──────── MATERIAL PROVIDED ────────

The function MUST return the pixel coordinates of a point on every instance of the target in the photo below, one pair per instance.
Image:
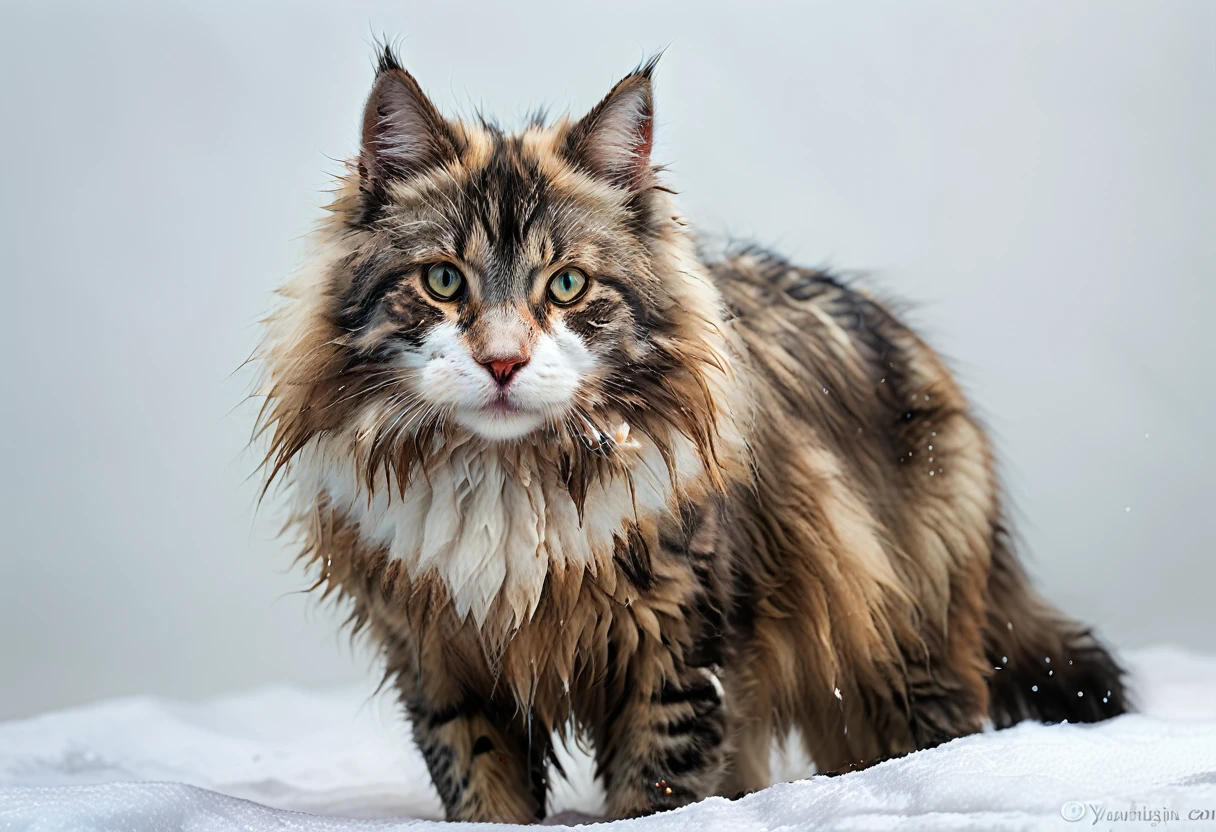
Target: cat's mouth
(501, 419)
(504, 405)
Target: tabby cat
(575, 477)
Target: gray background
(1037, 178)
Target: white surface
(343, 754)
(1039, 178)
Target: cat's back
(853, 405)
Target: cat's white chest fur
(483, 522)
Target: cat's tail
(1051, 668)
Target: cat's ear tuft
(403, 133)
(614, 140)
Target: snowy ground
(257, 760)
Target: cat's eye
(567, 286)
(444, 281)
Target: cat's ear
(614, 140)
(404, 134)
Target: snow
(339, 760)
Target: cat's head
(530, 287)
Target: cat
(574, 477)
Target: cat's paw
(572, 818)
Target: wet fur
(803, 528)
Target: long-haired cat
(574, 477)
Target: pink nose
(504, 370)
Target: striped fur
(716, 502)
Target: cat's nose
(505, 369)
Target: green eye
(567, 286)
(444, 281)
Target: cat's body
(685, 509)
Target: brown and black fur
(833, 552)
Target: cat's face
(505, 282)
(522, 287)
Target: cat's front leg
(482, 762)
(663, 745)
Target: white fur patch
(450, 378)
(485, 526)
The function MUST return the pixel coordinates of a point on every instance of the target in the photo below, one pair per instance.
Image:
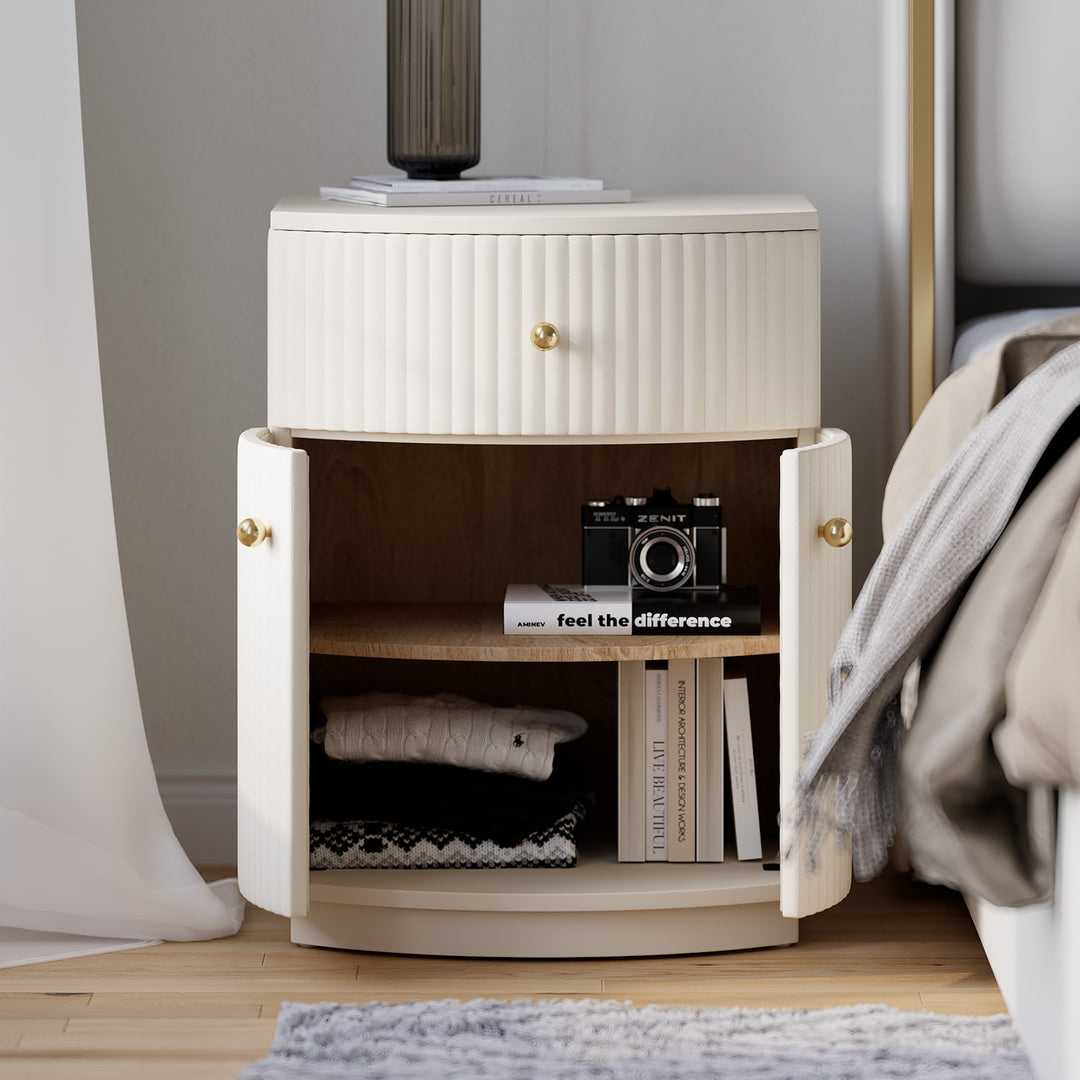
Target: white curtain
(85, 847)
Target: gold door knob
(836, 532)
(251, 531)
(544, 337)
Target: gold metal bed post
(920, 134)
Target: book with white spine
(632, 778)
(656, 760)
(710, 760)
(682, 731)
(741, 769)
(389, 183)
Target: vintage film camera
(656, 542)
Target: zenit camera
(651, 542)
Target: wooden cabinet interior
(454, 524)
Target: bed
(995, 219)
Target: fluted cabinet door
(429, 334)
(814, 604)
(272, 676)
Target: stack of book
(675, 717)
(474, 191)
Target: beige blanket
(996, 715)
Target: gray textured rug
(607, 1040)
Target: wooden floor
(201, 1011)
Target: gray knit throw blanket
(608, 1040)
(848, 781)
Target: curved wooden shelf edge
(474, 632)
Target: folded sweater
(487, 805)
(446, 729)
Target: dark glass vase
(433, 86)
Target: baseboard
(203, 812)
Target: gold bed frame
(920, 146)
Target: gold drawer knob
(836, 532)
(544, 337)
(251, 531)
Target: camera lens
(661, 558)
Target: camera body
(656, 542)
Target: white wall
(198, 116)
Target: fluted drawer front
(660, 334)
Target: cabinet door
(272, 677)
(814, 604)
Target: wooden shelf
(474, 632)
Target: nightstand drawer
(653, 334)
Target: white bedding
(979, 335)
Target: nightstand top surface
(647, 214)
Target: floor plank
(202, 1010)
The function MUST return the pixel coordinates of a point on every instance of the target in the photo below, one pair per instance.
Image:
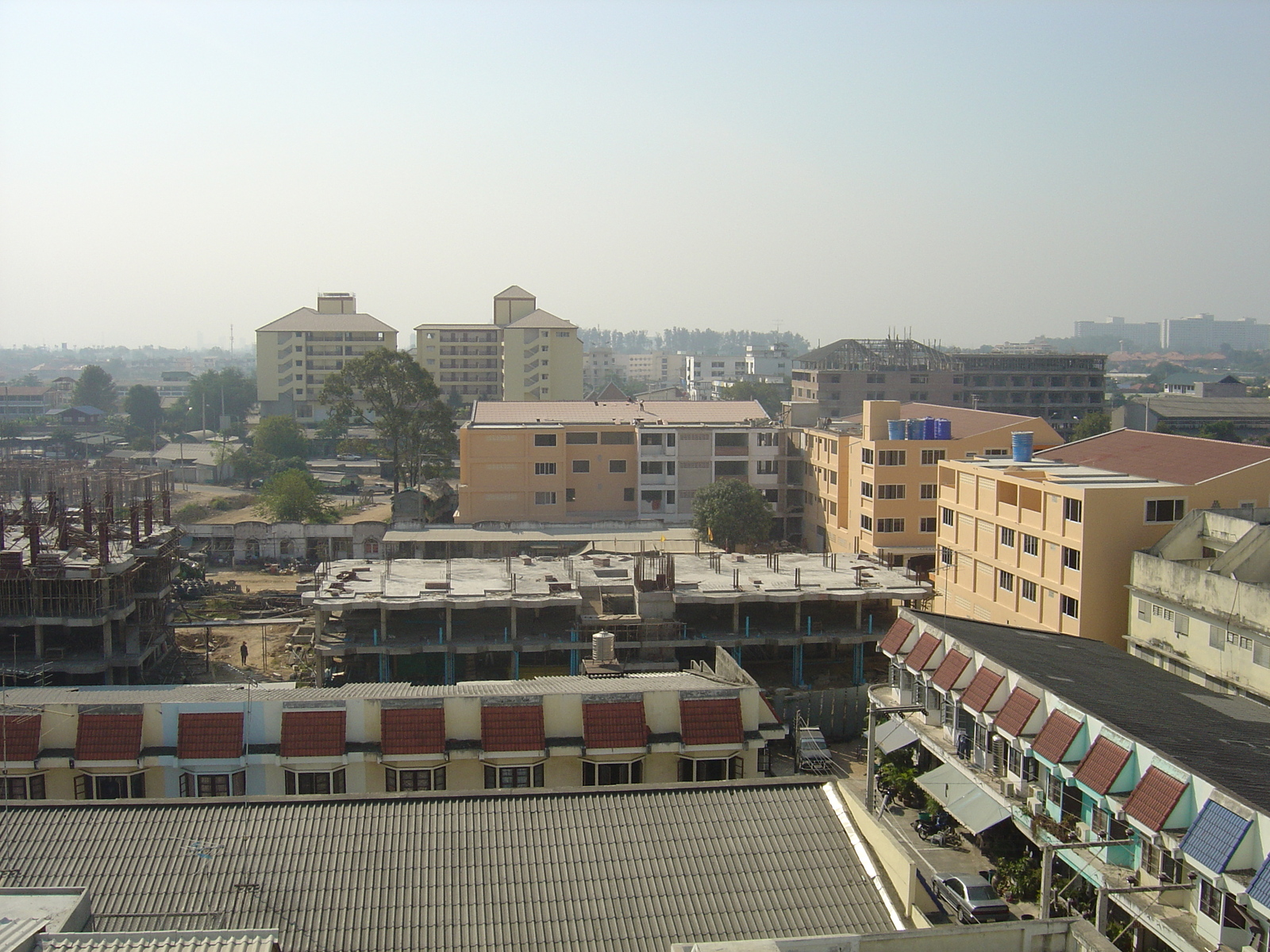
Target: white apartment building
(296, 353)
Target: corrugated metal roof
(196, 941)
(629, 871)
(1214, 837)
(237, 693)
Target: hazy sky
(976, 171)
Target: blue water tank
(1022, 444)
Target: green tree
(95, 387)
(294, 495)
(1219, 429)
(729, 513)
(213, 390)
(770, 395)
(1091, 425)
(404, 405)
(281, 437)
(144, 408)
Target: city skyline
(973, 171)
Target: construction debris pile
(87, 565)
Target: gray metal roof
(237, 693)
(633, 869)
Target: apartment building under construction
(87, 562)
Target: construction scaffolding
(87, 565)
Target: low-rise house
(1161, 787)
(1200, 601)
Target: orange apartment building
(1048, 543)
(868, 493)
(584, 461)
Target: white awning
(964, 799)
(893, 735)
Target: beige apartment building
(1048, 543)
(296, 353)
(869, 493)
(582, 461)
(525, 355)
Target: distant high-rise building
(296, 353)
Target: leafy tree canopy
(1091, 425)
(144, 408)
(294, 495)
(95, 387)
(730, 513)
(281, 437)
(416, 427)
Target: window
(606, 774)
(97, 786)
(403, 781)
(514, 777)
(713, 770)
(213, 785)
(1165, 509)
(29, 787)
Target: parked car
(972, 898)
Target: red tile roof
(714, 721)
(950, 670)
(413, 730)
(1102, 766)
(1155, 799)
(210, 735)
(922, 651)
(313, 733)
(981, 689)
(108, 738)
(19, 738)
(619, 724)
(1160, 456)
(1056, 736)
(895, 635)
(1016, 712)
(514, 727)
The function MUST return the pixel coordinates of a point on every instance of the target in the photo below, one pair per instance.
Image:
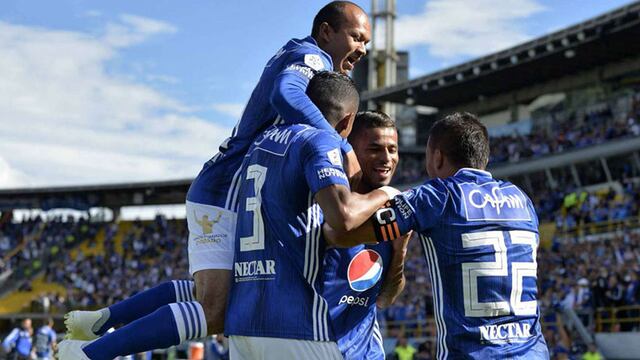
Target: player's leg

────────

→ DESCRIPTION OF THE TASK
Reproduce the data above in full, exactly, with the images removed.

→ OUTPUT OF THE EXERCISE
The function MUST return the pixel coordinates of a point on every instance of the target in the photo below, one pair per instance.
Image:
Target: cat's mouth
(501, 419)
(504, 405)
Target: tabby cat
(575, 477)
Target: gray background
(1037, 178)
Target: white surface
(343, 754)
(1039, 178)
Target: cat's back
(853, 405)
Target: cat's white chest fur
(483, 522)
Target: cat's tail
(1051, 668)
Target: cat's ear tuft
(403, 133)
(614, 140)
Target: snowy ground
(257, 760)
Target: cat's eye
(567, 286)
(444, 281)
Target: cat's ear
(614, 140)
(404, 134)
Target: snow
(339, 760)
Target: cat's head
(530, 287)
Target: cat
(574, 477)
Target: cat's paw
(572, 818)
Target: wet fur
(803, 528)
Target: long-haired cat
(574, 477)
Target: pink nose
(504, 370)
Target: striped fur
(716, 502)
Target: cat's nose
(505, 369)
Target: green eye
(567, 286)
(444, 281)
Target: cat's body
(685, 509)
Target: brown and black fur
(833, 552)
Target: cat's face
(505, 282)
(522, 287)
Target: cat's front leg
(482, 762)
(663, 745)
Target: white fur patch
(450, 378)
(485, 526)
The function MUST return the pixel coordinates of a point on every instance of the target in the photo below, one pair per instance.
Image:
Target: white curtain
(85, 847)
Target: gold door knob
(836, 532)
(251, 531)
(544, 337)
Target: gold metal bed post
(920, 134)
Target: book with white spine
(632, 778)
(656, 760)
(710, 760)
(682, 731)
(741, 769)
(389, 183)
Target: vintage film camera
(656, 542)
Target: zenit camera
(651, 542)
Target: wooden cabinet interior
(454, 524)
Target: bed
(995, 219)
Target: fluted cabinet door
(429, 334)
(814, 604)
(272, 676)
Target: stack of book
(675, 717)
(474, 191)
Target: beige blanket
(996, 715)
Target: gray textured rug
(607, 1040)
Target: wooden floor
(201, 1011)
Target: gray knit throw blanket
(608, 1040)
(848, 781)
Target: curved wooden shelf edge
(474, 632)
Target: folded sweater
(487, 805)
(446, 729)
Target: dark glass vase
(433, 86)
Target: baseboard
(203, 812)
Target: gold bed frame
(920, 146)
Target: gold drawer knob
(836, 532)
(544, 337)
(251, 531)
Target: camera lens
(661, 558)
Target: camera body
(656, 542)
Target: white wall
(198, 116)
Target: fluted drawer front
(660, 334)
Target: cabinet door
(272, 677)
(814, 604)
Target: wooden shelf
(474, 632)
Target: nightstand drawer
(653, 334)
Target: white bedding
(979, 335)
Target: nightstand top surface
(647, 214)
Target: floor plank
(202, 1010)
The function MUST return the pixel coordinates of a point on every instance of the target in the photo below, one pair per instance.
Image:
Target: white apartment building
(296, 353)
Target: corrugated metal roof
(196, 941)
(629, 871)
(1214, 837)
(237, 693)
Target: hazy sky
(976, 171)
Target: blue water tank
(1022, 444)
Target: green tree
(95, 387)
(294, 495)
(1219, 429)
(729, 513)
(213, 390)
(770, 395)
(1091, 425)
(404, 405)
(281, 437)
(144, 408)
Target: city skyline
(973, 171)
Target: construction debris pile
(87, 565)
Target: gray metal roof
(237, 693)
(633, 869)
Target: apartment building under construction
(87, 562)
Target: construction scaffolding
(87, 565)
Target: low-rise house
(1161, 787)
(1200, 601)
Target: orange apartment building
(1048, 543)
(868, 493)
(584, 461)
Target: white awning
(964, 799)
(893, 735)
Target: beige apartment building
(1048, 543)
(296, 353)
(869, 493)
(582, 461)
(525, 355)
Target: distant high-rise building
(296, 353)
Target: leafy tree canopy
(1091, 425)
(144, 408)
(294, 495)
(95, 387)
(730, 513)
(281, 437)
(416, 427)
Target: window
(606, 774)
(97, 786)
(403, 781)
(514, 777)
(713, 770)
(213, 785)
(1165, 509)
(29, 787)
Target: parked car
(972, 898)
Target: red tile roof
(714, 721)
(950, 670)
(413, 730)
(1102, 766)
(1155, 799)
(210, 735)
(922, 651)
(313, 733)
(981, 689)
(108, 738)
(19, 738)
(619, 724)
(1160, 456)
(1056, 736)
(895, 635)
(1016, 712)
(514, 727)
The function MUST return the pixel coordinates of a point on every instance of the target in the photo below, one pair per instance.
Image:
Target: player's leg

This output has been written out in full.